══ Entries

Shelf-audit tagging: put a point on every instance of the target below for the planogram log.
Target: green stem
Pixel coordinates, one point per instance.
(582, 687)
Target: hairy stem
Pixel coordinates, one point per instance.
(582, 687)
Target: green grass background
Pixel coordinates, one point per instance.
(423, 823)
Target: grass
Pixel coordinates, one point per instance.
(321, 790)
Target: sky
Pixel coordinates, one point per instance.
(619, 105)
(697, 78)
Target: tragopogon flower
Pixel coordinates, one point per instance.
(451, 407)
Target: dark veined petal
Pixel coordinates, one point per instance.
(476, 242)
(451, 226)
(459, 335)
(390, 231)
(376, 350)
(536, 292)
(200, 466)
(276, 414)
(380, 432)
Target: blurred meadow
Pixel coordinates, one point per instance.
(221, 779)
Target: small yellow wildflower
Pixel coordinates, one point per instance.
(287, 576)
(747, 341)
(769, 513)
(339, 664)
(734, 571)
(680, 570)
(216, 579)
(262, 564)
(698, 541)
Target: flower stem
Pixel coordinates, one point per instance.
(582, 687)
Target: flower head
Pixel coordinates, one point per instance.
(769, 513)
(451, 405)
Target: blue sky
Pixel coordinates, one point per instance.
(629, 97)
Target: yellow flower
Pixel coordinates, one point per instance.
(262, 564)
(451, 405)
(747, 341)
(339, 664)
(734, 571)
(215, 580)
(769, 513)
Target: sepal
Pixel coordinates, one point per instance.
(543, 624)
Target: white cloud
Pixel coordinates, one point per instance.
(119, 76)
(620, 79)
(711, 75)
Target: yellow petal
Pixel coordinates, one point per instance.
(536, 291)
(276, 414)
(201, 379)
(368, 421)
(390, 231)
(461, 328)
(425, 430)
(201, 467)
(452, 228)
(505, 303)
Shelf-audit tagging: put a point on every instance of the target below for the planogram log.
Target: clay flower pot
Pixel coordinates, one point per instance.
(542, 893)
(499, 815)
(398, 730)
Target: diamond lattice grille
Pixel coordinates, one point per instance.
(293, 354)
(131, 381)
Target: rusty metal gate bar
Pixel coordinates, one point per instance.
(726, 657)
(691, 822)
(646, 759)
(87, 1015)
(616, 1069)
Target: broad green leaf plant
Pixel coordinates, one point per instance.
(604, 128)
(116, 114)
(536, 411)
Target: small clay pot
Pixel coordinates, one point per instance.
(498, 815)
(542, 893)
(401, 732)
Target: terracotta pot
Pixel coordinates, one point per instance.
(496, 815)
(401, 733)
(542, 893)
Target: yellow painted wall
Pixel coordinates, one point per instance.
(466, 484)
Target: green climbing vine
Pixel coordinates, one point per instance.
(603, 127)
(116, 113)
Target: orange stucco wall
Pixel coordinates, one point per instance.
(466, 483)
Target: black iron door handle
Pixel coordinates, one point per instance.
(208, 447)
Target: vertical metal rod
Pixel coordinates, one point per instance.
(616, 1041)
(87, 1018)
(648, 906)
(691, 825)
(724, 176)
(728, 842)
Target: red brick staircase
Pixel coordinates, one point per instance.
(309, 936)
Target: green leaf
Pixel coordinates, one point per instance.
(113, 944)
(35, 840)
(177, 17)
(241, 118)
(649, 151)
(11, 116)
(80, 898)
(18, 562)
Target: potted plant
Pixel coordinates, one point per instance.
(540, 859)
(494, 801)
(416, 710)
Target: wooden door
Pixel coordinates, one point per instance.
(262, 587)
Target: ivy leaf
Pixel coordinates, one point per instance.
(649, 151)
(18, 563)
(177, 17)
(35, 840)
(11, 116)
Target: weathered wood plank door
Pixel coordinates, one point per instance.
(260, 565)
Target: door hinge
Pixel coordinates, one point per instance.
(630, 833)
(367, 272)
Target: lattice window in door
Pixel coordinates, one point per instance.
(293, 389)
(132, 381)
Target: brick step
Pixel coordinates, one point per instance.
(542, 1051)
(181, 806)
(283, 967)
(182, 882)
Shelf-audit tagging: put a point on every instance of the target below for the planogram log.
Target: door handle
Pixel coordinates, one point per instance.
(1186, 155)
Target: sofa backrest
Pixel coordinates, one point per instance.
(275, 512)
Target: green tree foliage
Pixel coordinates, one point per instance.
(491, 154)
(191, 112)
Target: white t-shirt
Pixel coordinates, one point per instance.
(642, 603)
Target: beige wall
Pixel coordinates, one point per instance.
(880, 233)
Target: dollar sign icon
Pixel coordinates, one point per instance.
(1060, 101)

════

Exercise requirements:
Print the whole listing exactly as it is.

Task response:
Shelf-audit tagging: put a point on every instance of the target below for the planogram log.
Target: green stem
Pixel coordinates, one point per instance.
(582, 687)
Target: hairy stem
Pixel coordinates, one point per instance.
(582, 687)
Target: green grass background
Pixel coordinates, one point per instance.
(423, 823)
Target: grass
Pixel coordinates, one point per instance.
(321, 790)
Target: sky
Pixel coordinates, one point per instance.
(619, 105)
(697, 78)
Target: tragopogon flower
Pixel coordinates, one point per instance.
(451, 407)
Target: dark veined petal
Pixel coordinates, one point per instance.
(476, 242)
(451, 226)
(459, 335)
(390, 231)
(376, 350)
(536, 292)
(200, 466)
(276, 414)
(380, 432)
Target: blurred meadow
Pixel coordinates, one point per instance.
(221, 779)
Target: small yellow wildflower
Pixel coordinates, one point per instance.
(287, 576)
(747, 341)
(769, 513)
(339, 664)
(734, 571)
(680, 570)
(216, 579)
(262, 564)
(698, 541)
Target: flower stem
Pixel coordinates, one point per instance.
(582, 687)
Target: flower head
Pixel coordinates, one point per instance.
(769, 513)
(451, 405)
Target: blue sky
Pixel coordinates, one point per instance.
(629, 97)
Target: yellow flower
Pixel coordinates, one point per instance.
(262, 564)
(451, 405)
(747, 341)
(339, 664)
(734, 571)
(215, 580)
(769, 513)
Target: sepal
Pixel coordinates, one point per instance.
(543, 624)
Target: white cloud
Pixel coordinates, one point per instance.
(119, 76)
(620, 79)
(711, 75)
Target: yellow petal
Pixel coordinates, one point per instance.
(536, 291)
(276, 414)
(201, 379)
(368, 421)
(390, 231)
(461, 328)
(425, 430)
(201, 467)
(452, 228)
(505, 303)
Shelf-audit tagging: put a point on every instance of the target below for the planogram log.
Target: clay flower pot
Pixel coordinates, one point per instance.
(542, 893)
(499, 815)
(398, 730)
Target: diamond lattice grille
Pixel coordinates, one point per instance.
(293, 354)
(131, 381)
Target: rusty metal gate bar
Pixel coordinates, one point per instance.
(726, 657)
(691, 822)
(646, 759)
(87, 1015)
(616, 1069)
Target: broad green leaf plant
Pixel coordinates, one point per instance.
(604, 128)
(116, 114)
(536, 411)
Target: small clay pot
Pixel coordinates, one point per instance.
(498, 815)
(542, 893)
(401, 732)
Target: terracotta pot
Pixel coordinates, one point per instance.
(496, 815)
(401, 733)
(542, 893)
Target: yellow painted wall
Pixel coordinates, one point per instance.
(466, 484)
Target: green climbing vine
Pixel coordinates, one point per instance.
(603, 127)
(116, 113)
Target: orange stucco wall
Pixel coordinates, one point per instance.
(466, 483)
Target: black iron door handle
Pixel coordinates, one point per instance.
(208, 447)
Target: vertical metal rod
Pixel coordinates, one point per instance.
(616, 1041)
(87, 1018)
(648, 906)
(691, 825)
(724, 176)
(728, 842)
Target: red brick staircase
Pixel coordinates, one point per instance.
(309, 936)
Target: green leaf
Pixel coordinates, one point per instance.
(113, 944)
(35, 840)
(177, 17)
(241, 118)
(649, 151)
(11, 116)
(80, 898)
(18, 562)
Target: potted plant
Pixel coordinates, one point per instance.
(540, 859)
(494, 801)
(416, 710)
Target: wooden door
Pixel coordinates, one point per instance.
(262, 587)
Target: ivy leaf
Pixel coordinates, one point per instance.
(649, 151)
(18, 563)
(177, 17)
(35, 840)
(11, 116)
Target: weathered wood plank door
Pixel coordinates, one point per instance.
(260, 565)
Target: door hinge
Pixel coordinates, one point per instance.
(630, 833)
(367, 272)
Target: lattice window in door
Pixel coordinates, one point per instance.
(293, 389)
(132, 381)
Target: brick step
Pixel coordinates, one point per instance.
(542, 1051)
(181, 806)
(283, 967)
(182, 882)
Shelf-audit tagging: put a point on every instance of the target below for the planogram log.
Target: door handle
Pixel coordinates, one point per instance.
(1186, 155)
Target: sofa backrest
Pixel coordinates, one point per instance.
(275, 512)
Target: green tree foliage
Pixel coordinates, one point per instance.
(491, 154)
(191, 112)
Target: white t-shirt
Pixel coordinates, one point per instance.
(642, 603)
Target: beige wall
Pixel coordinates, one point per instance.
(880, 233)
Target: dollar sign icon
Pixel coordinates, one point per instance.
(1060, 101)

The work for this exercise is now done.